═══ Data listing
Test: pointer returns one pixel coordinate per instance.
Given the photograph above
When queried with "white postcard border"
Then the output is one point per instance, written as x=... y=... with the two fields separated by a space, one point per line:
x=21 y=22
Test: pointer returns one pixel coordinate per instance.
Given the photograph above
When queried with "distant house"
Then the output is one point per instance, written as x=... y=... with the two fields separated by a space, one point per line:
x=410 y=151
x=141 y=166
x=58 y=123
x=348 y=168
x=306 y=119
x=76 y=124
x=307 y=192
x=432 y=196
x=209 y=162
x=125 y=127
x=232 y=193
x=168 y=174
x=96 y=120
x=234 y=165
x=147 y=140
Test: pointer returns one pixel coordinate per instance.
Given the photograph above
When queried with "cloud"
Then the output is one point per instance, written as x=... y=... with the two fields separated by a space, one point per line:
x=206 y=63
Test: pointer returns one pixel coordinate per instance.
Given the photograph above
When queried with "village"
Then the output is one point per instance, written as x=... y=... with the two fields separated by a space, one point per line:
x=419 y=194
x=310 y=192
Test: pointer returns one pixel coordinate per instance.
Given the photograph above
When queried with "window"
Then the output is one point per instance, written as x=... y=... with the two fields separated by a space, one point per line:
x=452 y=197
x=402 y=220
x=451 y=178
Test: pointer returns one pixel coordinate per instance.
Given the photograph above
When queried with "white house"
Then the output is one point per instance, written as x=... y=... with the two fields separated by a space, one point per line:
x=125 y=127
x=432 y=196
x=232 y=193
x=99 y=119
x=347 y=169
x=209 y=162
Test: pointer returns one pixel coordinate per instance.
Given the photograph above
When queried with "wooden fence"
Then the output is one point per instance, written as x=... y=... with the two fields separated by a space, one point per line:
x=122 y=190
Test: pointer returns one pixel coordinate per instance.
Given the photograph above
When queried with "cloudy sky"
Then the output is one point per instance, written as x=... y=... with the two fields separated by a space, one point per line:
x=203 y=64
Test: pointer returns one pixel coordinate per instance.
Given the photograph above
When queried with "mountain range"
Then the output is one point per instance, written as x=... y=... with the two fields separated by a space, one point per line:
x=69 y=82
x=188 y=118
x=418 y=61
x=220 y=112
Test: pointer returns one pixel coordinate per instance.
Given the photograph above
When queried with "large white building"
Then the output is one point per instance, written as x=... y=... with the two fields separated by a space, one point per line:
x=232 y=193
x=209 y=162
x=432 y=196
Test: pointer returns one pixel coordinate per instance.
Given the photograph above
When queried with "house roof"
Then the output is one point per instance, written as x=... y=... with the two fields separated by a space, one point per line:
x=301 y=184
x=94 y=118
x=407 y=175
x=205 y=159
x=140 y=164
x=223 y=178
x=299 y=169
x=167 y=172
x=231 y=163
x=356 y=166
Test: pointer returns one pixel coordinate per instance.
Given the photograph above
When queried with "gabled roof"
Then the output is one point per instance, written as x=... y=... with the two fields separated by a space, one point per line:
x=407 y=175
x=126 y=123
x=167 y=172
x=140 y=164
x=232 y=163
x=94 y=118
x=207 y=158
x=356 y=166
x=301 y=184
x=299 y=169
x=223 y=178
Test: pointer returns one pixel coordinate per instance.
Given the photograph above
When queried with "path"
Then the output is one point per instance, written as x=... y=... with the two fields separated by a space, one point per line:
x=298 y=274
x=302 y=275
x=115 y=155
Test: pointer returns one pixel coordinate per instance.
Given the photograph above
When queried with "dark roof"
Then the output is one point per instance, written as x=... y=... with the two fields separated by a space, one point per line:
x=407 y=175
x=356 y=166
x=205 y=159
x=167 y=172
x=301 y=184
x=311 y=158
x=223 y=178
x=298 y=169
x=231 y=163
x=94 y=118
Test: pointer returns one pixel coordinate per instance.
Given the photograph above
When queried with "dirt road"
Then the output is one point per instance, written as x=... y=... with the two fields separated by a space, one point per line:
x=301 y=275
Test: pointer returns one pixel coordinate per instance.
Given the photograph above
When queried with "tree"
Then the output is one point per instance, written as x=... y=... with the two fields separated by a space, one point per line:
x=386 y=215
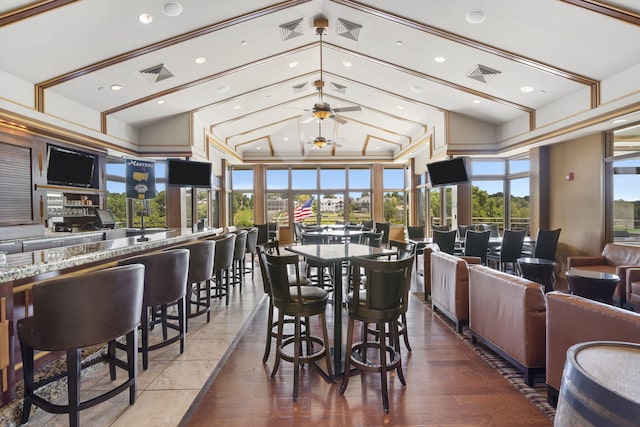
══════
**What you need to do**
Locate every line in the material that contains the string "roof", and copy each of those lines. Treat uppercase and lowercase letters as different.

**Final answer**
When queried with "house roof"
When queried with "gabled roof"
When queried with "dark roof"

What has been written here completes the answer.